**TASKS TO PERFORM**
1. Decide whether each statement agrees with the passage on the atomic bombings of Hiroshima and Nagasaki, answering yes or no and quoting the words of the passage that settle it: (a) the bomb dropped on Nagasaki was called "Fat Man"; (b) the USS Indianapolis delivered the bomb components to a naval base on Guam; (c) the USS Indianapolis was torpedoed while sailing to meet the USS Idaho.
2. Resume the passage on the atomic bombings of Hiroshima and Nagasaki, continuing from its final sentence.

**SELECTED EXTRACT**
-=-=-
It is thought that Hiroshima took somewhere between 90,000 and 150,000 Japanese lives and when the bigger bomb 'Fat Man' landed on Nagasaki, the toll was estimated at 40,000 to 80,000.
The man who made the fateful and fatal decision, President Harry S Truman, famous for his "The Buck Stops Here" sign on his desk, got what he wanted - an early end to the war.
3/ Farming correspondent – My man in Australia, Chris Russell, then added another chilling twist to the tale, one I was previously unaware of. The USS Indianapolis had delivered the crucial components of the Hiroshima atomic bomb to a naval base on the Pacific island of Tinian, near Guam.
After delivery, while sailing to meet the USS Idaho to prepare for the invasion of Japan, it was torpedoed by a Japanese submarine.
-=-=-
**DATA ROWS**

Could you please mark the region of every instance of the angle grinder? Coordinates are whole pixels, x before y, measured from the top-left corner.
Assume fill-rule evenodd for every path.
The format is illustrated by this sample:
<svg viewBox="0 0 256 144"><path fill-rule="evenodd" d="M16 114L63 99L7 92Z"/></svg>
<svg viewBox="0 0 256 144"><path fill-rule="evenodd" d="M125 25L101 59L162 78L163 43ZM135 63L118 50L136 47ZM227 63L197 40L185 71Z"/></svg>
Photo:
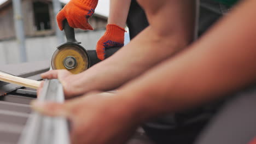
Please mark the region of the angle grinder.
<svg viewBox="0 0 256 144"><path fill-rule="evenodd" d="M57 47L51 58L53 69L66 69L74 74L83 72L93 65L101 62L96 50L86 50L80 42L75 39L74 28L63 21L64 31L67 42ZM120 47L106 49L106 58L117 51Z"/></svg>

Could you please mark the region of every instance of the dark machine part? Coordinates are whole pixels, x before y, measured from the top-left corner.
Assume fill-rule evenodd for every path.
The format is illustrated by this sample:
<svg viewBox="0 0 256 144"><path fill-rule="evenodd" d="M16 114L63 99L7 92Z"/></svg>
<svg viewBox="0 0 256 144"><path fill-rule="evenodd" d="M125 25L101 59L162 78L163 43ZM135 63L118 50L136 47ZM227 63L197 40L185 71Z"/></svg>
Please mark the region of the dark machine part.
<svg viewBox="0 0 256 144"><path fill-rule="evenodd" d="M51 59L53 69L66 69L73 74L80 73L101 61L98 59L95 50L87 51L78 42L75 37L74 28L64 21L64 31L67 43L57 48ZM106 58L110 57L120 47L106 49Z"/></svg>

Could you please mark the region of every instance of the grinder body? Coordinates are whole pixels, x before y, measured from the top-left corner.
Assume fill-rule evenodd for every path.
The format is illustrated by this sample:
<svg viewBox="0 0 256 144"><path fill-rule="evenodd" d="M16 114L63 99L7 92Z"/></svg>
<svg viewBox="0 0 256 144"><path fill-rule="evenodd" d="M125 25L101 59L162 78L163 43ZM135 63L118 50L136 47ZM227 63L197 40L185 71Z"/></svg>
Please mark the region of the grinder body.
<svg viewBox="0 0 256 144"><path fill-rule="evenodd" d="M71 27L67 20L64 20L64 31L67 42L57 47L51 58L53 69L66 69L77 74L89 69L101 62L96 50L86 50L79 45L75 38L74 28ZM120 47L106 49L106 58L117 51Z"/></svg>

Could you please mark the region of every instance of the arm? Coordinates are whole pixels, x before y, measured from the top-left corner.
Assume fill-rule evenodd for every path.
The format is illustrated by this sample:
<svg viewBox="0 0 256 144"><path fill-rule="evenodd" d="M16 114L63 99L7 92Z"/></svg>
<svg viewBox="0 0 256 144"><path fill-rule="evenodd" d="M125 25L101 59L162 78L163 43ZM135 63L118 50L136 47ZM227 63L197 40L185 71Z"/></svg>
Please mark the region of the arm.
<svg viewBox="0 0 256 144"><path fill-rule="evenodd" d="M120 88L119 95L132 102L128 107L147 119L254 83L256 1L239 6L190 48Z"/></svg>
<svg viewBox="0 0 256 144"><path fill-rule="evenodd" d="M108 24L115 24L125 27L131 0L110 0ZM120 10L121 8L121 10Z"/></svg>
<svg viewBox="0 0 256 144"><path fill-rule="evenodd" d="M152 15L150 26L110 58L76 75L74 80L62 82L64 87L65 83L75 81L74 85L79 94L117 88L190 43L193 35L194 1L162 0L158 3L162 5L159 6L161 9L152 5L144 8L147 14Z"/></svg>

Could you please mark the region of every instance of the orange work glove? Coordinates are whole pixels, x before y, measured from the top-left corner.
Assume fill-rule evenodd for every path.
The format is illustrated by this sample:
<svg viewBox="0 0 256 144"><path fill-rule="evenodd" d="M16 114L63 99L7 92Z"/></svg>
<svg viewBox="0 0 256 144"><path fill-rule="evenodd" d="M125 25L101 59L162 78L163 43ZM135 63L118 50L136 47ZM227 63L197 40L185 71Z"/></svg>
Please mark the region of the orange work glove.
<svg viewBox="0 0 256 144"><path fill-rule="evenodd" d="M71 0L57 15L59 28L63 29L63 21L67 19L71 27L93 30L88 19L94 13L98 0Z"/></svg>
<svg viewBox="0 0 256 144"><path fill-rule="evenodd" d="M124 46L125 30L116 25L107 25L105 34L97 43L96 52L98 59L105 59L106 49Z"/></svg>

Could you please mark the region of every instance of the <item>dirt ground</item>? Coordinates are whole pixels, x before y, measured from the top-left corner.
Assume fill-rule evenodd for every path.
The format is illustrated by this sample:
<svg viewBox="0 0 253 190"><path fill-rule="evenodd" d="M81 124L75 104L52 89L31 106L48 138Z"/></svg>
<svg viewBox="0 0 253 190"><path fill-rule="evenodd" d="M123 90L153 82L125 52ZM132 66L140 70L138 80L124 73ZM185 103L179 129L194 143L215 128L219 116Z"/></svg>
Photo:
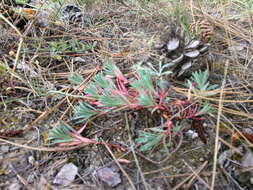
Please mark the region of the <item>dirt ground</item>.
<svg viewBox="0 0 253 190"><path fill-rule="evenodd" d="M250 1L8 2L1 3L0 20L0 189L253 189ZM203 132L190 119L177 119L182 131L167 149L160 142L142 152L140 131L172 116L128 109L86 123L72 119L83 101L70 83L73 73L85 88L110 60L126 76L140 62L157 68L174 60L157 46L169 49L178 27L193 29L208 52L192 58L180 76L182 66L172 69L170 97L186 100L185 83L199 69L218 85L214 96L199 101L212 106L198 128ZM86 125L82 137L106 143L52 145L48 133L61 121L76 130Z"/></svg>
-=-=-
**WRITTEN ANSWERS**
1.
(a) Yes: "the bigger bomb 'Fat Man' landed on Nagasaki"
(b) No: "to a naval base on the Pacific island of Tinian, near Guam"
(c) Yes: "while sailing to meet the USS Idaho to prepare for the invasion of Japan, it was torpedoed by a Japanese submarine"

2.
Of the 1196 men aboard, 900 made it into the water alive. Their ordeal, considered the worst shark attack in history, was just beginning. The survivors learned their best odds were in a group, preferably in the middle of it, with those on periphery, or worse alone, the most susceptible to attack. Those who didn't succumb to the sharks died of heat, thirst or as a result of drinking salt water.
After four days in the water, a navy plane flying overhead spotted the Indianapolis survivors and radioed for help. Of the Indianapolis' original crew, only 317 remained. Estimates of the number who died from shark attacks range from a few dozen to almost 150. No one knows for sure, but the ordeal of the Indianapolis survivors remains the worst maritime disaster in US naval history.